[EXERCISE DESCRIPTION]
Can you return every line of the listing below that contains the string "nose"? Case must match.

[MATERIALS PROVIDED]
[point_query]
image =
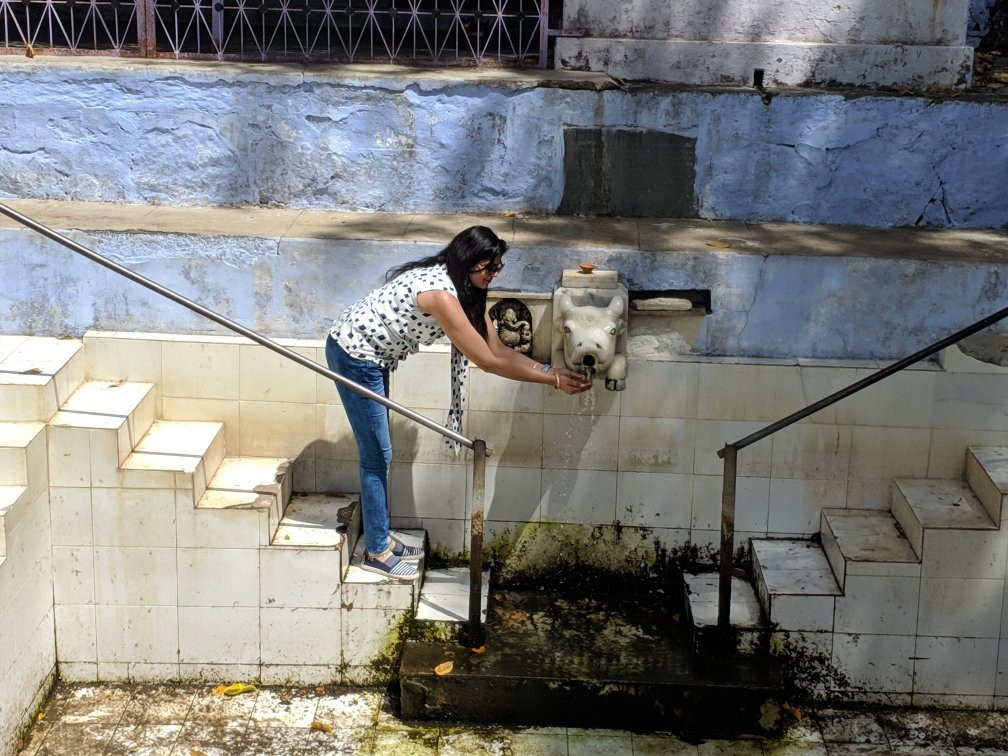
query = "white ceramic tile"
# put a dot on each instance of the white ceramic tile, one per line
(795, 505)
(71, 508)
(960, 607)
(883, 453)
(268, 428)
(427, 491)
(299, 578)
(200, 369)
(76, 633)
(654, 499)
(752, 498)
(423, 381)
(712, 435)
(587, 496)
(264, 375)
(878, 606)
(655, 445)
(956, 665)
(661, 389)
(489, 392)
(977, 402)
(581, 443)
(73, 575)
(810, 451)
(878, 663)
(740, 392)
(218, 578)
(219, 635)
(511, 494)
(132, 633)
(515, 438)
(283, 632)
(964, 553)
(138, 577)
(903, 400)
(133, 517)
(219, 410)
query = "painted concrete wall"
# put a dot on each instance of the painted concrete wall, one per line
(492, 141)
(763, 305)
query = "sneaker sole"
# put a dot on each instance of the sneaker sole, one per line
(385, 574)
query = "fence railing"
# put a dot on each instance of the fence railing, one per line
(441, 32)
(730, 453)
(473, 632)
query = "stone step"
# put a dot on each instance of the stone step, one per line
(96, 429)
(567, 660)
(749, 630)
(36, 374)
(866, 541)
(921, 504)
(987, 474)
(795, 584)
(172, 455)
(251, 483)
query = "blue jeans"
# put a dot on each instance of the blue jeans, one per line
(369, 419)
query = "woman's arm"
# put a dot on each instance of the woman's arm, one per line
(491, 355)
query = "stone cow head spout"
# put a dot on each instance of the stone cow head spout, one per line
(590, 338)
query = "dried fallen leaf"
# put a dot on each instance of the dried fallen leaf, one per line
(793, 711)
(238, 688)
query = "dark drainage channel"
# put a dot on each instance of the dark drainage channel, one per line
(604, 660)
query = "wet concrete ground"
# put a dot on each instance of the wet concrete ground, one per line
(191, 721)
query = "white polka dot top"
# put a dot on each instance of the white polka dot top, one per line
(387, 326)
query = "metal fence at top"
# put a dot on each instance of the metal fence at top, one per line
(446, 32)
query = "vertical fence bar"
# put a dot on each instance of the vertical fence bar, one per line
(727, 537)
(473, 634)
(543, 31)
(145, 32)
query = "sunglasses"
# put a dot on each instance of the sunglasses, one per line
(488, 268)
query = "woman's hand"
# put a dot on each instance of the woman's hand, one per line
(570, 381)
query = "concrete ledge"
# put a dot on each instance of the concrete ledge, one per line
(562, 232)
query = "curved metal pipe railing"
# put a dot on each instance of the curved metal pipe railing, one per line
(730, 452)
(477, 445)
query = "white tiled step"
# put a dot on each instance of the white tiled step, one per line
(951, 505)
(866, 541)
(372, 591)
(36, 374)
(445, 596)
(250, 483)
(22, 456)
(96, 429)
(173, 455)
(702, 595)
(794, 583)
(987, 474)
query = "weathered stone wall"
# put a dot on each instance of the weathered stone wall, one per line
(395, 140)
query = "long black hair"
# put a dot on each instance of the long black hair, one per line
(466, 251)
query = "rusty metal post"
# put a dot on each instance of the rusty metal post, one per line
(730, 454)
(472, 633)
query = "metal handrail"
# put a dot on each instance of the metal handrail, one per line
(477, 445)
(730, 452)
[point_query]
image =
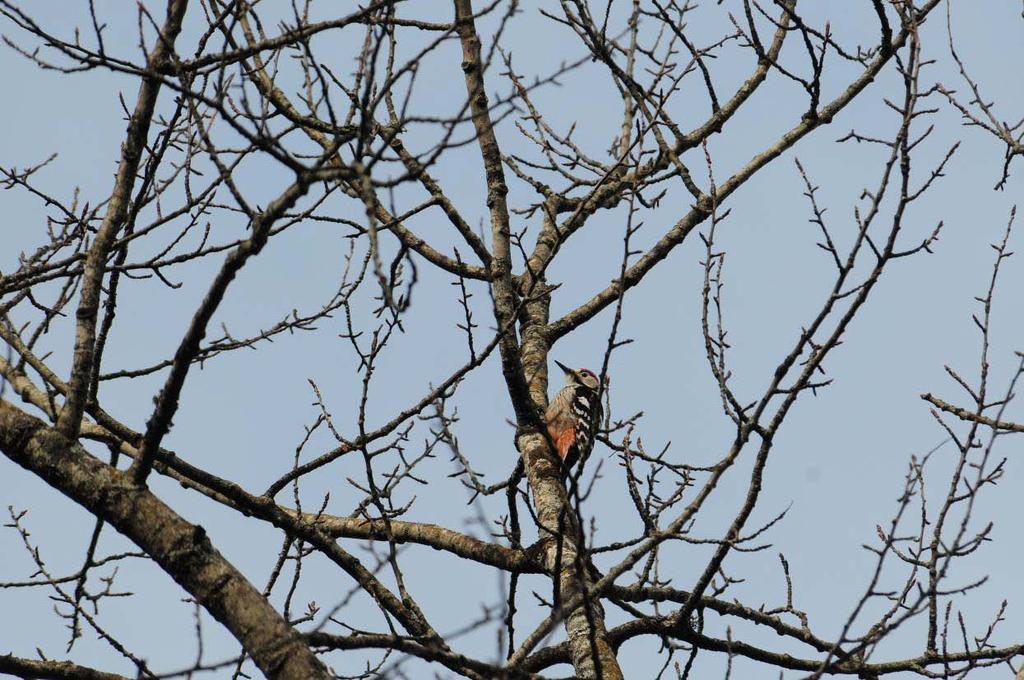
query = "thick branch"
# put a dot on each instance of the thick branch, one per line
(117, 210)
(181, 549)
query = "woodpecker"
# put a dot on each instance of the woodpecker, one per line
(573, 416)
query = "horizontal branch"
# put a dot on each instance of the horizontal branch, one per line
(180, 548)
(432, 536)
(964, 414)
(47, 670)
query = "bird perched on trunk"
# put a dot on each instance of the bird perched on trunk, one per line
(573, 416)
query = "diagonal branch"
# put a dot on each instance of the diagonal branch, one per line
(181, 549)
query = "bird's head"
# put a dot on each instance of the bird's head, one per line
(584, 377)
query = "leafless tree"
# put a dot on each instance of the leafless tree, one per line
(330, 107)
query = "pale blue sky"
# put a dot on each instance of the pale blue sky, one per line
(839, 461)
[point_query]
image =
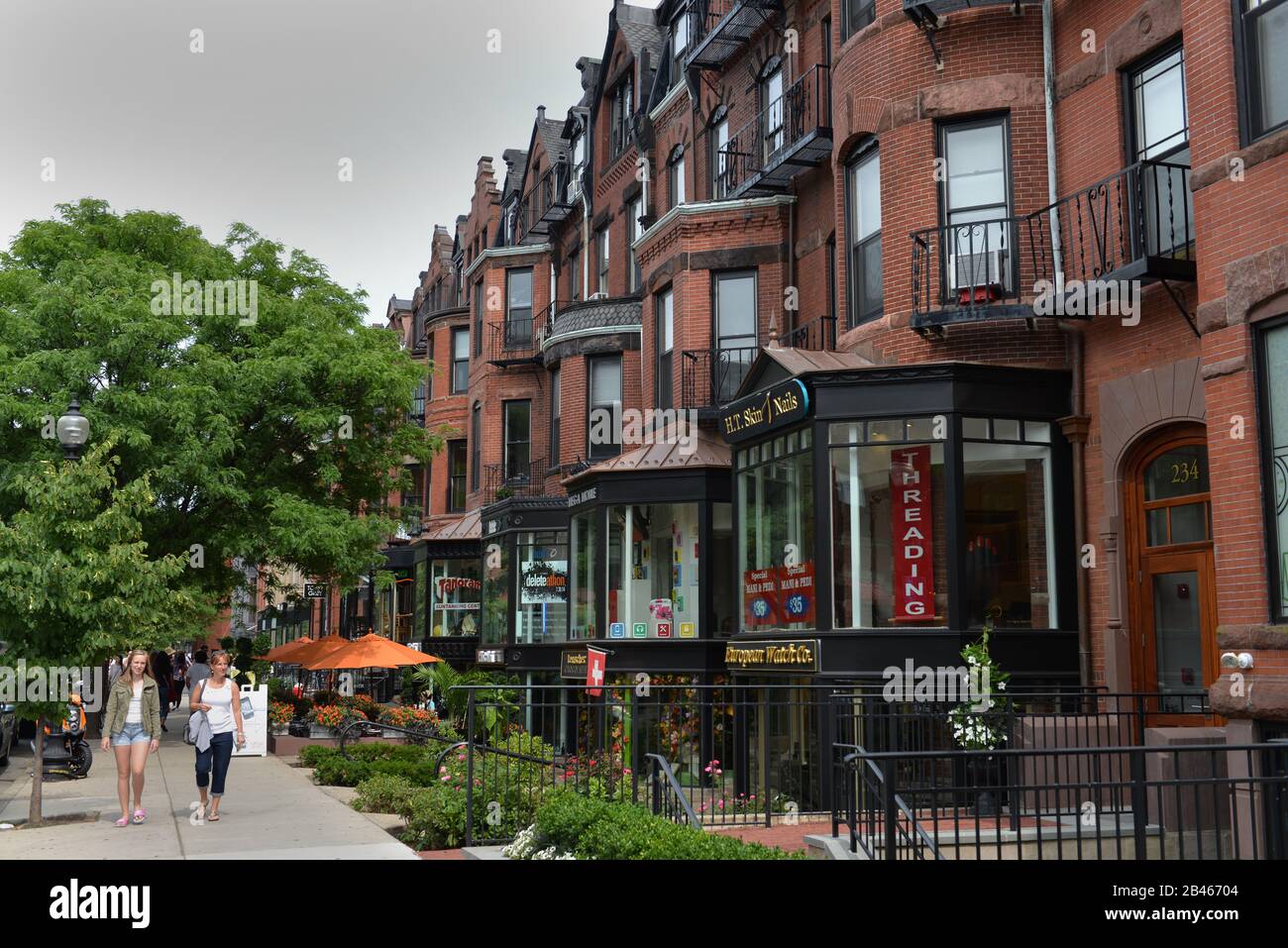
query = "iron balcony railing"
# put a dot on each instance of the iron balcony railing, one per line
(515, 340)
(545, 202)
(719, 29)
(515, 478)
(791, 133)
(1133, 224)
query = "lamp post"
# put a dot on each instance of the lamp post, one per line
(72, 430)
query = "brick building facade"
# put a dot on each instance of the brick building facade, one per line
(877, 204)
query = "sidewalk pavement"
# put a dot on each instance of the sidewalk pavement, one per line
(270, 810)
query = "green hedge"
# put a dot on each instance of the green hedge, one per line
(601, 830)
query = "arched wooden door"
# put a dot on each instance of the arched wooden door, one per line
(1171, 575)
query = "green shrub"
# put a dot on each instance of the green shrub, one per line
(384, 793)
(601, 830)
---
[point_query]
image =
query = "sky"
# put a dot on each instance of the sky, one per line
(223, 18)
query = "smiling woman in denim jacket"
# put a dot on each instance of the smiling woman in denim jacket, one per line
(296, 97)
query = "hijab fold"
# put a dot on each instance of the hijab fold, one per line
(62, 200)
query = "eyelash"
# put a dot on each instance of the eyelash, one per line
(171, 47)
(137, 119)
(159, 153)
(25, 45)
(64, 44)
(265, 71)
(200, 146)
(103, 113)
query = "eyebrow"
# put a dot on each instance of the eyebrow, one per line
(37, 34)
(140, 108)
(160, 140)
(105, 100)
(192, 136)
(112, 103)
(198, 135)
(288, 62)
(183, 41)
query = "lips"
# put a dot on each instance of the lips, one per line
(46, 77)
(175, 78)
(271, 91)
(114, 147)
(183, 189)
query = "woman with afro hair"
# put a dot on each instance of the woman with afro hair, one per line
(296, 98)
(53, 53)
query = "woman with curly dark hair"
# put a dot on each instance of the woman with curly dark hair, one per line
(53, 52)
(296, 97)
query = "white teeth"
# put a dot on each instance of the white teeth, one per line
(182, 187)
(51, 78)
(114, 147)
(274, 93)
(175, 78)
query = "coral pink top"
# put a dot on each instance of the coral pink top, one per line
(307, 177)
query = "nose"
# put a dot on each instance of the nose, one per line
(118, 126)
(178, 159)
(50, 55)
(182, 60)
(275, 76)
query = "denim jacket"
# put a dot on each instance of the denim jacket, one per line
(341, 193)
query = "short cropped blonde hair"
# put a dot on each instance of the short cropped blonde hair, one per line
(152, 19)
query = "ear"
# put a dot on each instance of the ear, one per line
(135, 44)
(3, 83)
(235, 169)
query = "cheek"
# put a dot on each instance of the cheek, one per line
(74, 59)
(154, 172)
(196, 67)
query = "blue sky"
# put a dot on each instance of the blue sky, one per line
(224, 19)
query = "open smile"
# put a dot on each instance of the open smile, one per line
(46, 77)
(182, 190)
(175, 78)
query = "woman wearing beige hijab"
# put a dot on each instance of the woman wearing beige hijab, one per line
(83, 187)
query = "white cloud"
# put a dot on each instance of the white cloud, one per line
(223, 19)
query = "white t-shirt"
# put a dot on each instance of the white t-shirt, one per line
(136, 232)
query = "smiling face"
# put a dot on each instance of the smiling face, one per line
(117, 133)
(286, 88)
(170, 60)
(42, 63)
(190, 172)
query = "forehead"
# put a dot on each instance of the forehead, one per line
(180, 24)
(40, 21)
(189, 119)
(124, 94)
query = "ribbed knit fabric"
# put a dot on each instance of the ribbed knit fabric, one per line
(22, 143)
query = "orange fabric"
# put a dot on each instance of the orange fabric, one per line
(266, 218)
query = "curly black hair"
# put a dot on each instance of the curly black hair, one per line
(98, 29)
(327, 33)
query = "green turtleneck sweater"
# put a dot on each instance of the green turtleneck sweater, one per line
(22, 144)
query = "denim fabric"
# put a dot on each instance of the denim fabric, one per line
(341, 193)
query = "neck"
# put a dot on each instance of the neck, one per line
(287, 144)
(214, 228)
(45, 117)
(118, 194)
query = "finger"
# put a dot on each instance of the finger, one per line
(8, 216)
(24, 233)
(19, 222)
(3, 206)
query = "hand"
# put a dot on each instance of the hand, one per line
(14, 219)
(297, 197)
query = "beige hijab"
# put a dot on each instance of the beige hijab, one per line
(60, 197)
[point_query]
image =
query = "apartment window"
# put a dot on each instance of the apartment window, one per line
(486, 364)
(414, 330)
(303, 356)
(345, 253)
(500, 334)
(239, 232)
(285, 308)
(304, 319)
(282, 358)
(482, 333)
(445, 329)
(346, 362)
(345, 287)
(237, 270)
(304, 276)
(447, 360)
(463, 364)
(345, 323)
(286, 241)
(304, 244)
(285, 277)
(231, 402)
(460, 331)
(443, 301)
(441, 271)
---
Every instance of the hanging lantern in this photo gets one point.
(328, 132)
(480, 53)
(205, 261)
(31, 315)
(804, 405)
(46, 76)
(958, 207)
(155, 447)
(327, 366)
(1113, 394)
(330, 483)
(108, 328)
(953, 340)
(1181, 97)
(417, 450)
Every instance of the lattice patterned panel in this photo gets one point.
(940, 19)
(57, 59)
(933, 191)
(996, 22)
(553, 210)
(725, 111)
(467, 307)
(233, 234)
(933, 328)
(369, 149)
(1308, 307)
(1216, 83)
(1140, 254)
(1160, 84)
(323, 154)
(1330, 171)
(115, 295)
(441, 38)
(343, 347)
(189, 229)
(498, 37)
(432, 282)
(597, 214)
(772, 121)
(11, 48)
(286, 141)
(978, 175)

[ANSWER TO THE TASK]
query = "nose"
# put a dot on each instance of the nose, one per line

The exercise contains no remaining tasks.